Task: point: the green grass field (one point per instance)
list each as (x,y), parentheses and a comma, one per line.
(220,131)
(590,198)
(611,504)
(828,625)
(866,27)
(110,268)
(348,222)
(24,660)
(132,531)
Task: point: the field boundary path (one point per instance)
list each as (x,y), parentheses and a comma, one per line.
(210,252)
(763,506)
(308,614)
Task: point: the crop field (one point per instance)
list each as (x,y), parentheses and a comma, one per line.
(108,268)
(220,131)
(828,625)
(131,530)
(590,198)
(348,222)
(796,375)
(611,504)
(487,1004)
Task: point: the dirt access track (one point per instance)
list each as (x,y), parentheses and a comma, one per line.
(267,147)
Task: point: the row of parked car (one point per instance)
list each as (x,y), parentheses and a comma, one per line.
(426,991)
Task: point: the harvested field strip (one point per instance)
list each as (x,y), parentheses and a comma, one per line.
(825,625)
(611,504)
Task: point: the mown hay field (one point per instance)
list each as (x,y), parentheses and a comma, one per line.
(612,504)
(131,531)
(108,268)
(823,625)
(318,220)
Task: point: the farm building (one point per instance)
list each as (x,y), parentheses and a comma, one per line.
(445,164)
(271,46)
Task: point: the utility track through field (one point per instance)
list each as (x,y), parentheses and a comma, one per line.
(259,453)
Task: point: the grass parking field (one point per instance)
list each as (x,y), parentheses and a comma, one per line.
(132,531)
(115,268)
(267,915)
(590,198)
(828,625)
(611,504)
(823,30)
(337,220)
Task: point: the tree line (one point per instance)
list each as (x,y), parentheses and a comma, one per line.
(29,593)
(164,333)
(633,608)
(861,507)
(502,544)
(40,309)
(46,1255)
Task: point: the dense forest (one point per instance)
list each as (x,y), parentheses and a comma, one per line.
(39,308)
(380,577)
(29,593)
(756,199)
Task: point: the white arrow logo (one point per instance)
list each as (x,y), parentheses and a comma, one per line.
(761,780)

•••

**EXERCISE DIRECTIONS:**
Copy out the data shown above without altering anything.

**RESULT BELOW:**
Task: point: the green grass field (one point per instance)
list each as (x,y), parentheses and a comma, one per line.
(220,131)
(590,198)
(611,504)
(828,625)
(866,27)
(110,268)
(348,222)
(24,660)
(132,531)
Task: point: the field boundary path (one point per instance)
list each as (x,y), parentheses and a comma, one per line.
(210,252)
(763,506)
(308,614)
Task: point: the crop field (one point per instance)
list each as (x,y), parentheses and a comma, one per line.
(108,268)
(220,131)
(828,625)
(131,530)
(590,198)
(348,222)
(796,375)
(611,504)
(487,1004)
Task: point: the dirt access track (one point per instance)
list each as (x,y), parentheses and a comma, one per line.
(267,147)
Task: point: the row of parked car (one point per instance)
list each as (x,y), parentheses and a comma, one per line.
(426,991)
Task: point: the harvested field strip (one point per instance)
list each as (x,y), parentheses and a comma, one per line.
(825,625)
(611,504)
Task: point: the mown hay field (one point per instance)
list each as (x,y), parentheses and a comma, one per line.
(612,504)
(131,531)
(108,268)
(823,625)
(318,220)
Task: point: the farm building (one point per instance)
list each as (x,y), parentheses and a comma, one per line.
(445,164)
(271,46)
Task: point: the utility track through field (one point per instance)
list each as (x,y), parentheses and a comma, one per line.
(259,453)
Task: point: the grass parking field (one point per instance)
list each as (x,y), parentheses and a comma, one per line.
(132,531)
(115,268)
(267,915)
(590,198)
(828,625)
(611,504)
(823,30)
(337,220)
Task: point: the tree line (one point per instance)
list each as (x,y), parentheses and a comma, one per line.
(29,593)
(164,333)
(633,608)
(861,507)
(502,544)
(40,309)
(46,1255)
Task: point: the dense forest (one point per instance)
list each as (x,y), parentheses and a comma, one per line.
(39,308)
(380,577)
(29,593)
(756,199)
Task: point: the white arrow logo (one point per instance)
list each as (x,y), parentheses and a comma, one per line.
(761,780)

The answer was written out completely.